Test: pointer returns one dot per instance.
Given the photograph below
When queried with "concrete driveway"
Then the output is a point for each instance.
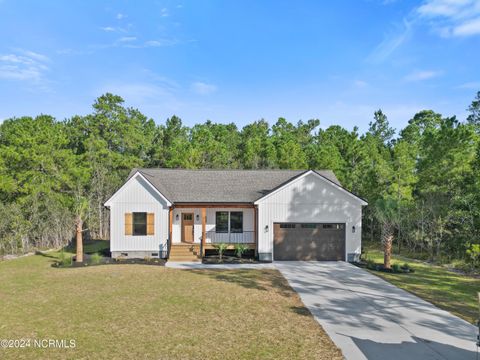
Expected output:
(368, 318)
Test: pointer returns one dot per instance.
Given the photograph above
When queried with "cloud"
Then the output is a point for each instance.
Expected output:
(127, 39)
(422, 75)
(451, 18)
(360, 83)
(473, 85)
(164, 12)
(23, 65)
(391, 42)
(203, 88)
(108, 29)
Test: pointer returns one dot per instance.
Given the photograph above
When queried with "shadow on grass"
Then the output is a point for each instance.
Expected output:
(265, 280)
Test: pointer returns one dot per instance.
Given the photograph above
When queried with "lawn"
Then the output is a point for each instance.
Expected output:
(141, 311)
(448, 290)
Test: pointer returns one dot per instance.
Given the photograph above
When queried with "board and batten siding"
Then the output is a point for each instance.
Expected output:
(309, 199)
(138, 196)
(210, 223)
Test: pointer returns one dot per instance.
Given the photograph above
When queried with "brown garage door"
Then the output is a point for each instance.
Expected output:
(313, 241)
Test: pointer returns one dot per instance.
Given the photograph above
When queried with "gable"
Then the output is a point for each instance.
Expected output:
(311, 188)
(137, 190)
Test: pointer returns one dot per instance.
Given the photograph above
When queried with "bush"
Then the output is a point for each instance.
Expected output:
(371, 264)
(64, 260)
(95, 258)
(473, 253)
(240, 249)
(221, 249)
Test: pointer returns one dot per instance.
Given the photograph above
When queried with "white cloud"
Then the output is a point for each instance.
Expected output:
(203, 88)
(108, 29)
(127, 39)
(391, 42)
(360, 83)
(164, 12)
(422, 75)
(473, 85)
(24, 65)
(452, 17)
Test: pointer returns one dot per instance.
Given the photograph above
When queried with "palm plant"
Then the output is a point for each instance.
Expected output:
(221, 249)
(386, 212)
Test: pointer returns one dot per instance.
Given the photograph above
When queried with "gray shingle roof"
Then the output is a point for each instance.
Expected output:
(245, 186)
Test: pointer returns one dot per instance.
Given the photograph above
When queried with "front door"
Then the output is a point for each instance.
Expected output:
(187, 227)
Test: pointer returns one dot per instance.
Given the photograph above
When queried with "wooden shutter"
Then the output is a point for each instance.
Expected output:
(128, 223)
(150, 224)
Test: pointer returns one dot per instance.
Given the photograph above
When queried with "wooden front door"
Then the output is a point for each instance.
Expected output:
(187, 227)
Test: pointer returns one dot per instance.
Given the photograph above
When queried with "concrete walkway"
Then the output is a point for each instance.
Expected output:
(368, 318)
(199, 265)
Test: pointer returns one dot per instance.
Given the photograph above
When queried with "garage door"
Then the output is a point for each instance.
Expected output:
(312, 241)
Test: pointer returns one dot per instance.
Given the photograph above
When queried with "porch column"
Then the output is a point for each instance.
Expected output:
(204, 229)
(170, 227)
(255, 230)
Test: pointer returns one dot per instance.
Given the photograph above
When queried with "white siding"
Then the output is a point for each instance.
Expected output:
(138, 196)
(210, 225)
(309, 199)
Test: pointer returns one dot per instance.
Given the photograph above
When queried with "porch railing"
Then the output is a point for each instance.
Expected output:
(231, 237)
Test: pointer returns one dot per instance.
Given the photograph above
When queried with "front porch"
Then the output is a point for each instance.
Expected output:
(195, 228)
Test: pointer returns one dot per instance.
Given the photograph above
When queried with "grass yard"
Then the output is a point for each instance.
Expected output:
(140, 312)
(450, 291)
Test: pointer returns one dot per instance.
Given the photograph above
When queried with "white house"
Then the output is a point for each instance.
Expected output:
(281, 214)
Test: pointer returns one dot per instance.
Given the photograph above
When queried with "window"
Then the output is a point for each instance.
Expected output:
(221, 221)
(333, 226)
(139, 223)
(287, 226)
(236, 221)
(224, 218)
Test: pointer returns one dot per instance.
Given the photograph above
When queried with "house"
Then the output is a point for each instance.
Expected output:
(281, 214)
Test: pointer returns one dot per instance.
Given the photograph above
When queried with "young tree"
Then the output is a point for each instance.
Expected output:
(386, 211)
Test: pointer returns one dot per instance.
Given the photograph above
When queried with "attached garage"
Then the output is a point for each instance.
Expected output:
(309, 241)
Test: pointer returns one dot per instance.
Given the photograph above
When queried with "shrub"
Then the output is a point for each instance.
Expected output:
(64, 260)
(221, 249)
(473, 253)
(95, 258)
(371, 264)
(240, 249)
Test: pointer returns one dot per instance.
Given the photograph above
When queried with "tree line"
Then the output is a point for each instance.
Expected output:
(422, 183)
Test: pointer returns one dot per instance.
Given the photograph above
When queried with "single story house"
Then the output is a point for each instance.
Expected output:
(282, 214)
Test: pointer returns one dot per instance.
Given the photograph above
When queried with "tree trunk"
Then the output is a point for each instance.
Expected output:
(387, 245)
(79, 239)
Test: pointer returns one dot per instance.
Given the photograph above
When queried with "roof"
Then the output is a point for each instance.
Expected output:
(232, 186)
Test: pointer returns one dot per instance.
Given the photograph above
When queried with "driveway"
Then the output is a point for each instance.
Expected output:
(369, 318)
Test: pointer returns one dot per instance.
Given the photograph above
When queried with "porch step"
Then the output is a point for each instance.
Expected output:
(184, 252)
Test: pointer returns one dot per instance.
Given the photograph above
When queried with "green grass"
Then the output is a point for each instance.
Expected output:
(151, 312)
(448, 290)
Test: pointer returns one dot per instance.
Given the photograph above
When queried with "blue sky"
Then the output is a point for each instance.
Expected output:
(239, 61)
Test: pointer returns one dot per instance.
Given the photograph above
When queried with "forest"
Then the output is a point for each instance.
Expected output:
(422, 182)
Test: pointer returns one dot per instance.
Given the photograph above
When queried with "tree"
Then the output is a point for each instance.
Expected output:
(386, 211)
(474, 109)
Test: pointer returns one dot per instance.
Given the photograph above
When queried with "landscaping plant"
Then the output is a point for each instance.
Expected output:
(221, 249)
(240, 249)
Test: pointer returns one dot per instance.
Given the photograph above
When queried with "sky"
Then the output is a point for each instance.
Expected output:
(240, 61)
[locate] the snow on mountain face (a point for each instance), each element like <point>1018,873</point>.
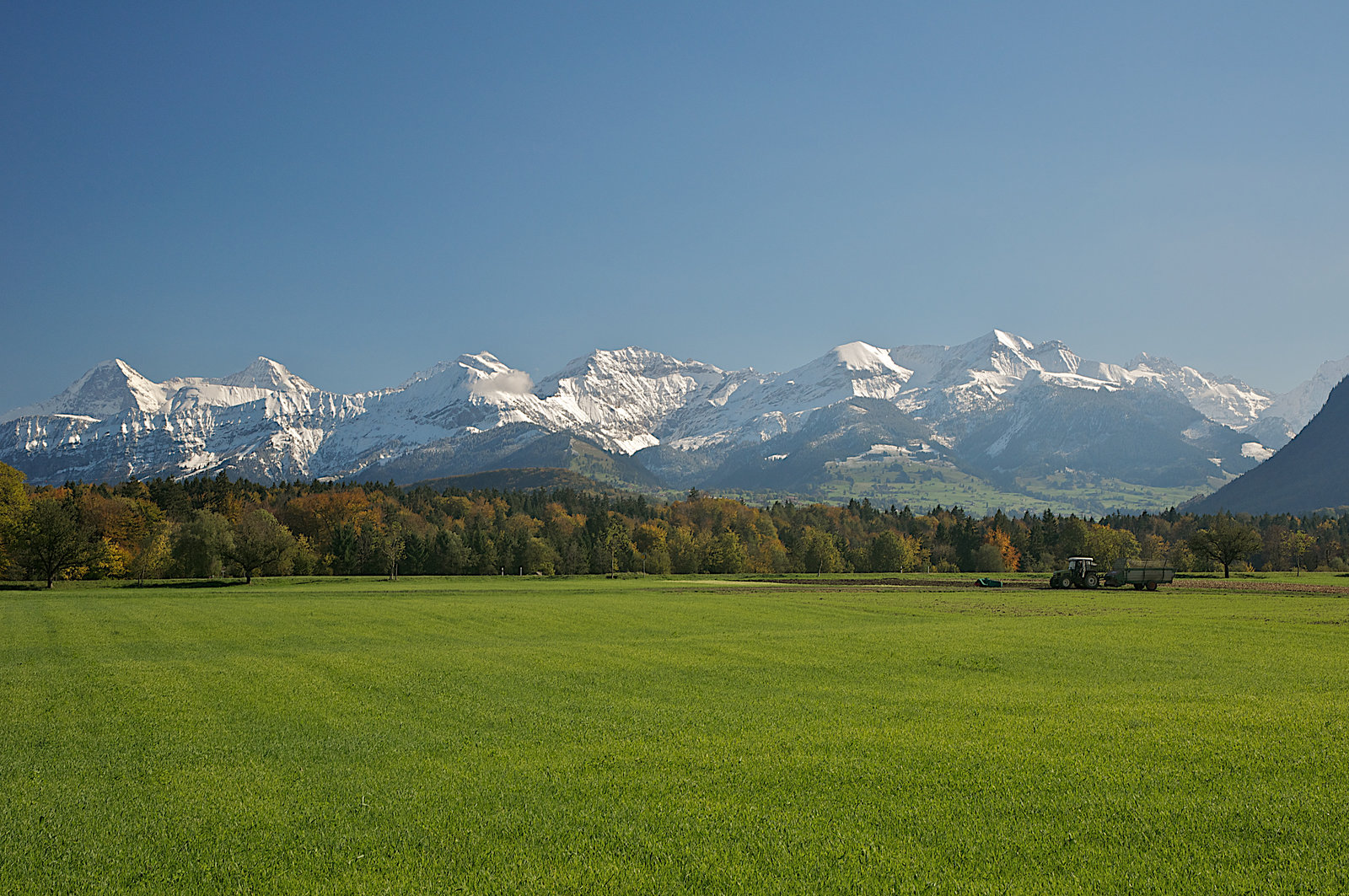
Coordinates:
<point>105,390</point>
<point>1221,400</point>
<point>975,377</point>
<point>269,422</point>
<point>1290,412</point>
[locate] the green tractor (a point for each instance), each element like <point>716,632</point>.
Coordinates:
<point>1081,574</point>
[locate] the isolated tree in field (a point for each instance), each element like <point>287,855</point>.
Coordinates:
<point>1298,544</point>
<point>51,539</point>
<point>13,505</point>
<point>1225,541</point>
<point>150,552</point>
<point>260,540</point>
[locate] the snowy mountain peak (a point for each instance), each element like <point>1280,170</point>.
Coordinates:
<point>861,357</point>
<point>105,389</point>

◆ Activity: Report the number of lines above containing the word "element", with no other text.

◆ Exercise solution: 4